── LISTED ENTRIES ──

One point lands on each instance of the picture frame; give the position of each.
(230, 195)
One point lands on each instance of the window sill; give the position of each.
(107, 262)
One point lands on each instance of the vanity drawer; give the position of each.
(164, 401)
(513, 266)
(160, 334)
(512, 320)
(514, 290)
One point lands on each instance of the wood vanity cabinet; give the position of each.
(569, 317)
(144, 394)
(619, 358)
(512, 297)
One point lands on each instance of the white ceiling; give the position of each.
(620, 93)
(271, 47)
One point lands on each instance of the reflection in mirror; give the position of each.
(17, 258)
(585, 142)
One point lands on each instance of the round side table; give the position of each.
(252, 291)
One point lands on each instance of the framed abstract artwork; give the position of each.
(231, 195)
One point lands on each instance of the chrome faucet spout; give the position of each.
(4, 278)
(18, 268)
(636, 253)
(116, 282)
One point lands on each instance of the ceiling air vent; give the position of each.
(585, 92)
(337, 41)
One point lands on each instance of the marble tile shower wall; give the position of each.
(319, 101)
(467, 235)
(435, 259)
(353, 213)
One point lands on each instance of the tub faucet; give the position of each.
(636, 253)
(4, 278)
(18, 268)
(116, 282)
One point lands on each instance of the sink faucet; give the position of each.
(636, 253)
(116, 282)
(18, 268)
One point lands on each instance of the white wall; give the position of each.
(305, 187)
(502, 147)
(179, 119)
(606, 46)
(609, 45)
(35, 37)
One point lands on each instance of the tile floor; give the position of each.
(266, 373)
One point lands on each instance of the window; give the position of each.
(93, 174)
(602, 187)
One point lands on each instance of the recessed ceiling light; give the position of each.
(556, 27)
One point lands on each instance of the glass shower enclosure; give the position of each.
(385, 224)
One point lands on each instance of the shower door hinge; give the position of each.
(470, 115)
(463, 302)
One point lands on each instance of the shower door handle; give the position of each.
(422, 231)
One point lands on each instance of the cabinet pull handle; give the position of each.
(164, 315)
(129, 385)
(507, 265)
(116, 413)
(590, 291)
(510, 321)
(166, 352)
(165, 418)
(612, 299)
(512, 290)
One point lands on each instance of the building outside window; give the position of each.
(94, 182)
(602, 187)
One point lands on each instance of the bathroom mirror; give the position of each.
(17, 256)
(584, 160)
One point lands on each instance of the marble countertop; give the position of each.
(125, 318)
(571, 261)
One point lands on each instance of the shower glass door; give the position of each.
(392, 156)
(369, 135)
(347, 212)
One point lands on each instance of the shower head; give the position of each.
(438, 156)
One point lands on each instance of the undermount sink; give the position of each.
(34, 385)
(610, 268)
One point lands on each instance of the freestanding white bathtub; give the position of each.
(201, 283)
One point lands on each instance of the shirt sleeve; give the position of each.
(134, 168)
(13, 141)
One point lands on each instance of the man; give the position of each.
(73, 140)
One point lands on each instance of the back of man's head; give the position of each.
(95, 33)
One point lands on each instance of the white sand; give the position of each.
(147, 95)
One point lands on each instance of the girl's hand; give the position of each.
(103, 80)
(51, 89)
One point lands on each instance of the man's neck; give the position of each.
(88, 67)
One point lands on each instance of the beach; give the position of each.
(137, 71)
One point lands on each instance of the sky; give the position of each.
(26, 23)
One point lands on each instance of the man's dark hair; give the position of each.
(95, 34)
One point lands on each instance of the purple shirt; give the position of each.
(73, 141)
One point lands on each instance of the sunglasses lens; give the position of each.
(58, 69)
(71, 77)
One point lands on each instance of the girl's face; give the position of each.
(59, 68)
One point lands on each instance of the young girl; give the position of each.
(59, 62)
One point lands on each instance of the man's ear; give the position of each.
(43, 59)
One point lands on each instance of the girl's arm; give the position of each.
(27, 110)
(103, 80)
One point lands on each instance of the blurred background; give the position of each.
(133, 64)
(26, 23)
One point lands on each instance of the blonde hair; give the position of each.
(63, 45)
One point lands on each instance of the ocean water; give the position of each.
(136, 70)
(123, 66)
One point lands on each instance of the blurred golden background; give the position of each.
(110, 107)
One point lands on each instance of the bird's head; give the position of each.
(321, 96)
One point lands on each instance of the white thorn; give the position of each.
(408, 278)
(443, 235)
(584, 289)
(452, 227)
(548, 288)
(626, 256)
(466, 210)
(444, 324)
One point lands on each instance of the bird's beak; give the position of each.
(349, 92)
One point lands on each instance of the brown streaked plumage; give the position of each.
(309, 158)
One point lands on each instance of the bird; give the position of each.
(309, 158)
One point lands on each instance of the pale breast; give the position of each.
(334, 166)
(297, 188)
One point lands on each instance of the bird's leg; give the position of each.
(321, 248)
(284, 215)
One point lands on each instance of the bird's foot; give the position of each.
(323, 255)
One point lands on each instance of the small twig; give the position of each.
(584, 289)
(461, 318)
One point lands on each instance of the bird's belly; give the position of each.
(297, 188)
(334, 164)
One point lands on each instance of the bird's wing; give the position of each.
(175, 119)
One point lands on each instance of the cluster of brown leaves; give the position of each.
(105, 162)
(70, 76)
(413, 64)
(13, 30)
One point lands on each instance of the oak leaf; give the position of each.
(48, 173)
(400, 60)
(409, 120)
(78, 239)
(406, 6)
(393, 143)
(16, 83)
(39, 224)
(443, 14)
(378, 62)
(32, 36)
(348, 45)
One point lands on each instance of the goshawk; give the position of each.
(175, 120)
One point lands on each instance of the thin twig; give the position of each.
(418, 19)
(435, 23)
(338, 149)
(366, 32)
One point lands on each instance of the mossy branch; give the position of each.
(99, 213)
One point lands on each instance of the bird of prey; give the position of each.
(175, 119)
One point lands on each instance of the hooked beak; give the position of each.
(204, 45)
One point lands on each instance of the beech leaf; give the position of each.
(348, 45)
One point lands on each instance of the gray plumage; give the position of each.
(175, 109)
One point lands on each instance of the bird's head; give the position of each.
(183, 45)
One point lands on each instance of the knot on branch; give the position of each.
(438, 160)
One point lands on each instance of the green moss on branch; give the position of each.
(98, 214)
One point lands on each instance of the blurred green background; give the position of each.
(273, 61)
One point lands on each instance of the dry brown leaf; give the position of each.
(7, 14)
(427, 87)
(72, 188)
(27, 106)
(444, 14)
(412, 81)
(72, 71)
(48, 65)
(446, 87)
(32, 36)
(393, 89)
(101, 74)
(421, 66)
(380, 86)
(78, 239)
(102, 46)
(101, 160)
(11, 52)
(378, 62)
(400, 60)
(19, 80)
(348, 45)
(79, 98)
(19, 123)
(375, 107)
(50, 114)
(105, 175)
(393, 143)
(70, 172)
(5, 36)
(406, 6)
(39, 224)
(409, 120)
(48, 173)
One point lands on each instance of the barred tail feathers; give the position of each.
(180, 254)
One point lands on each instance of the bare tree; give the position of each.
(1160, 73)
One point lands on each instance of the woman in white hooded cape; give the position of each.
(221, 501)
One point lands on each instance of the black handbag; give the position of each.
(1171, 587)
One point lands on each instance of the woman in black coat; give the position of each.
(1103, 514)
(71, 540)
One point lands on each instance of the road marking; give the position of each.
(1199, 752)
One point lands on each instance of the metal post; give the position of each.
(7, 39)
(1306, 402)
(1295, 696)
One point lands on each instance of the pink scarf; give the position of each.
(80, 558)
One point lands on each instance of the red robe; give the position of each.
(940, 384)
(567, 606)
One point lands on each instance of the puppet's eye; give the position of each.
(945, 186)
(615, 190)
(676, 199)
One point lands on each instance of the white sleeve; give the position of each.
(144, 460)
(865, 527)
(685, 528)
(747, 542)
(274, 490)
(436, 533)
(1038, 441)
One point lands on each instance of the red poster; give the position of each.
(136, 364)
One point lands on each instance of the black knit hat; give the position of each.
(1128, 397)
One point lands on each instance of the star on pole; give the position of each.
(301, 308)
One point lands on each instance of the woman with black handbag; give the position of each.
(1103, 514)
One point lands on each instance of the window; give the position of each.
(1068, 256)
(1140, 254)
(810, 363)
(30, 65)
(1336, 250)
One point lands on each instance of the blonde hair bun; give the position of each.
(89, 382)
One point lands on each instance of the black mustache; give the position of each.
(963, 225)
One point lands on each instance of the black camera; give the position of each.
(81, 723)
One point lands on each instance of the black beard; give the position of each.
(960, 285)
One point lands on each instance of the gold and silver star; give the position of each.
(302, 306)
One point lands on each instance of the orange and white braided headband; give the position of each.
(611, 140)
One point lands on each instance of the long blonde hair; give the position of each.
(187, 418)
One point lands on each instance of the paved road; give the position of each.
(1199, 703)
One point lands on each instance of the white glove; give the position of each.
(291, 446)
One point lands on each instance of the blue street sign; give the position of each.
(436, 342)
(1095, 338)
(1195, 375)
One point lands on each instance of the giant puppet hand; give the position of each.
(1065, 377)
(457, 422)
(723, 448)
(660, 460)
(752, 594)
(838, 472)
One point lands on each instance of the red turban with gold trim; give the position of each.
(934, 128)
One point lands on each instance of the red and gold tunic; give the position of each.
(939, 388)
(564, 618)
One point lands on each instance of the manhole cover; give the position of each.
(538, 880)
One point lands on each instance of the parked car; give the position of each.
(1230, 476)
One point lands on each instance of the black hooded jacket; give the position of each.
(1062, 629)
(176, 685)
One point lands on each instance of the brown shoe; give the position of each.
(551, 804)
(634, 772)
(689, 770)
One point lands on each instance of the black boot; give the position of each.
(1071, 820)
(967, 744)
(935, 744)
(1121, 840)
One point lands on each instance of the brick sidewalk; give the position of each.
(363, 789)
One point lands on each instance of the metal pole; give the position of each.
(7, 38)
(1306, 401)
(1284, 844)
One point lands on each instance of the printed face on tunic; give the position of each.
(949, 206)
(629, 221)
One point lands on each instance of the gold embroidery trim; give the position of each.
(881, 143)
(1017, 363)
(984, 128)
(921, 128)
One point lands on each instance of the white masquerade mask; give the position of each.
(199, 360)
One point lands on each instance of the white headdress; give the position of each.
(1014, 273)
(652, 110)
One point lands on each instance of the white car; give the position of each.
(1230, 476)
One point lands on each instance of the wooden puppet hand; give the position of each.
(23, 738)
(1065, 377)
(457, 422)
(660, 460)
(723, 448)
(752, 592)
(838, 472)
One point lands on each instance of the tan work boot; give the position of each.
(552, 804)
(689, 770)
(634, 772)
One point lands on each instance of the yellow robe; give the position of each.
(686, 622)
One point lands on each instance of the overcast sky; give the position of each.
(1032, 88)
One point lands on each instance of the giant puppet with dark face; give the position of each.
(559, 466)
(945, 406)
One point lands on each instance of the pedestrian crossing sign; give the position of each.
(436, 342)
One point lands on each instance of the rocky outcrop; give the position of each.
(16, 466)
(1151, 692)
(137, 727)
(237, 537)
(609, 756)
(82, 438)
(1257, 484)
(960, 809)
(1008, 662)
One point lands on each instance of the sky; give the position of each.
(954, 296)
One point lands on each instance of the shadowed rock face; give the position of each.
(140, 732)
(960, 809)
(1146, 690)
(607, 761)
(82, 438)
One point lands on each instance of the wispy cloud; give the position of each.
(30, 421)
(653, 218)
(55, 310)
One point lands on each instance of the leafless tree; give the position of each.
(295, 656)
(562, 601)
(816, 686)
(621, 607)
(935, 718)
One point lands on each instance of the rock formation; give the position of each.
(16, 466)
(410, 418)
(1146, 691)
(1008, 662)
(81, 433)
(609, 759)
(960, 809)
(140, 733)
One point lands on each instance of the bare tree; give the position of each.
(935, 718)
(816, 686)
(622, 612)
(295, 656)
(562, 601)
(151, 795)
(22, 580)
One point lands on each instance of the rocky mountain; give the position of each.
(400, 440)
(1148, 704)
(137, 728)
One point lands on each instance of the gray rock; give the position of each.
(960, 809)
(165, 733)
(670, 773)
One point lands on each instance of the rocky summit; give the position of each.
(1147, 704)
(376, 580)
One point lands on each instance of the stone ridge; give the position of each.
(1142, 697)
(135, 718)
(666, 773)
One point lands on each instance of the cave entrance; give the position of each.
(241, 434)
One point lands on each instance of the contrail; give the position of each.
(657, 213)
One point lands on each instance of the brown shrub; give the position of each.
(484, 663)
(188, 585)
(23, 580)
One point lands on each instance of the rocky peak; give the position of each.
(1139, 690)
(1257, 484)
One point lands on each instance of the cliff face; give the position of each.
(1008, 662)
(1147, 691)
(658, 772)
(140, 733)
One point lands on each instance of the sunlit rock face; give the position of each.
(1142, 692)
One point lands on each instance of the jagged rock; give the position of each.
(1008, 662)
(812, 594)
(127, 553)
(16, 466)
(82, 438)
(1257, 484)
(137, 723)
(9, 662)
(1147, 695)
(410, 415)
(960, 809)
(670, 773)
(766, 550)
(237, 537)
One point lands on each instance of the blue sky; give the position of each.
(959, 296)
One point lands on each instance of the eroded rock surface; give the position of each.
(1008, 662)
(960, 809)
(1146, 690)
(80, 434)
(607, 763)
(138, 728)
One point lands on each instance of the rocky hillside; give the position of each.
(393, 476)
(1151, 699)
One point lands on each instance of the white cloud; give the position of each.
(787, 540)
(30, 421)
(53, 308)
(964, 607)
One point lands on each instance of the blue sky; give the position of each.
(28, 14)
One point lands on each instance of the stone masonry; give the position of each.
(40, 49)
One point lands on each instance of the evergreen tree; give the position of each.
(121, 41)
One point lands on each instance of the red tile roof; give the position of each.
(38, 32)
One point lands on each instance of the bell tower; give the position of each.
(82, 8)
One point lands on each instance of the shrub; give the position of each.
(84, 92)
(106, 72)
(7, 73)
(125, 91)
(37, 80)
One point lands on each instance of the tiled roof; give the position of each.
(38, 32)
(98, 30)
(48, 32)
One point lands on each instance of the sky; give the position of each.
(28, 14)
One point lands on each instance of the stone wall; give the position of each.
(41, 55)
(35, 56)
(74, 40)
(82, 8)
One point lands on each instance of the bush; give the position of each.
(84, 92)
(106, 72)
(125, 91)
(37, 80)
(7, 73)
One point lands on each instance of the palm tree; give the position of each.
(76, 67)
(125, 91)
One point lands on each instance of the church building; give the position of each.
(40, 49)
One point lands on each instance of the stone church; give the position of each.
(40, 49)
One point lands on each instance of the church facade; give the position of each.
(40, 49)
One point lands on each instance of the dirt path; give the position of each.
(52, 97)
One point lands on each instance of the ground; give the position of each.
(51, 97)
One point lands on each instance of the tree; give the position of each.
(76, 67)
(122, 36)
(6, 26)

───

Beginning with the line that has "One point lands on each instance of the ground;", set down every line of the entries above through the final one, unchanged.

- _EXERCISE RESPONSE_:
One point lands on each instance of the ground; give the position of each.
(51, 97)
One point lands on each instance of the tree; give the position of each.
(76, 67)
(122, 36)
(6, 26)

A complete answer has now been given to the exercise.